WORK INSTRUCTION ->
Output the data that follows, keeping every line identical.

[Referring expression pointing data]
↓↓↓

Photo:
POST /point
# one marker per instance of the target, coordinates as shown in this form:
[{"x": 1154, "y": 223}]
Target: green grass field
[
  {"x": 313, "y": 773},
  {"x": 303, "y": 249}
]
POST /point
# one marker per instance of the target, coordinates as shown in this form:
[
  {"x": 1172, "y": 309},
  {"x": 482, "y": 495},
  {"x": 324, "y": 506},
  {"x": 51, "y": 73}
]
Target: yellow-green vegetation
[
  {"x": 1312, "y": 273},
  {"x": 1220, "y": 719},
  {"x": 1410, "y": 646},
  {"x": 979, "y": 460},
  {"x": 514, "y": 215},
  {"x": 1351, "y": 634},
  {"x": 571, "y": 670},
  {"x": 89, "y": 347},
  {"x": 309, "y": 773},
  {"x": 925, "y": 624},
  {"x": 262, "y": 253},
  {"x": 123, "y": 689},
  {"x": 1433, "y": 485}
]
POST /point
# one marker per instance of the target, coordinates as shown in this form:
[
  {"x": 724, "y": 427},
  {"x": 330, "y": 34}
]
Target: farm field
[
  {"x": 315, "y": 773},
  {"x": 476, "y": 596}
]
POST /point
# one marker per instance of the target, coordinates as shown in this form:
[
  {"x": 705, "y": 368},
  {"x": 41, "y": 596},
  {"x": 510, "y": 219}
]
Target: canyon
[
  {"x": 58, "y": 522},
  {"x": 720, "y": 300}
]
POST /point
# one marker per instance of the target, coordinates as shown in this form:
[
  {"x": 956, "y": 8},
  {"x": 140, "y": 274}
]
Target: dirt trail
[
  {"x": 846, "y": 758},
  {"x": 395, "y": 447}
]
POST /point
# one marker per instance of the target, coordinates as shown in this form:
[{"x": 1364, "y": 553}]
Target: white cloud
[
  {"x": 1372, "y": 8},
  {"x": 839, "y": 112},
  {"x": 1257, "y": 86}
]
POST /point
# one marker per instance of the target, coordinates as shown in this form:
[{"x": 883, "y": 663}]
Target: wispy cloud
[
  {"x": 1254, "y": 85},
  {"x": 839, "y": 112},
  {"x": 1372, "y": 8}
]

↑↑↑

SOLVED EXERCISE ->
Photo:
POST /point
# one marker per instance of the target, coordinates as shown in this form:
[{"x": 1154, "y": 223}]
Target: green grass field
[
  {"x": 313, "y": 773},
  {"x": 303, "y": 249}
]
POST /point
# one marker per instance of the target, coordinates as shown in this form:
[
  {"x": 1172, "y": 309},
  {"x": 482, "y": 495},
  {"x": 324, "y": 506},
  {"x": 51, "y": 73}
]
Target: yellow-green vegetation
[
  {"x": 1312, "y": 273},
  {"x": 1220, "y": 719},
  {"x": 1410, "y": 646},
  {"x": 979, "y": 460},
  {"x": 514, "y": 215},
  {"x": 1351, "y": 634},
  {"x": 571, "y": 670},
  {"x": 89, "y": 347},
  {"x": 309, "y": 773},
  {"x": 925, "y": 624},
  {"x": 262, "y": 253},
  {"x": 123, "y": 689},
  {"x": 1433, "y": 485}
]
POST /point
# one marker per instance of the target, coordinates as shown in this form:
[
  {"x": 724, "y": 427},
  {"x": 330, "y": 34}
]
Target: farm field
[
  {"x": 315, "y": 773},
  {"x": 476, "y": 596}
]
POST /point
# one marker per instance of the target, coordinates as shown in this form:
[
  {"x": 705, "y": 368},
  {"x": 41, "y": 596},
  {"x": 510, "y": 219}
]
Target: canyon
[
  {"x": 58, "y": 522},
  {"x": 720, "y": 300}
]
POST /point
# one marker per instance of the target, coordinates as shown in this form:
[
  {"x": 956, "y": 8},
  {"x": 140, "y": 274}
]
Target: dirt trail
[
  {"x": 846, "y": 758},
  {"x": 395, "y": 447}
]
POST /point
# one marker per instance of the target, coordinates as shown in this form:
[{"x": 1364, "y": 553}]
Target: white cloud
[
  {"x": 1372, "y": 8},
  {"x": 839, "y": 112},
  {"x": 1257, "y": 86}
]
POST /point
# one marker per instance of the target, coordinates as shown in this form:
[{"x": 883, "y": 663}]
Target: wispy cloud
[
  {"x": 1254, "y": 85},
  {"x": 839, "y": 112},
  {"x": 1372, "y": 8}
]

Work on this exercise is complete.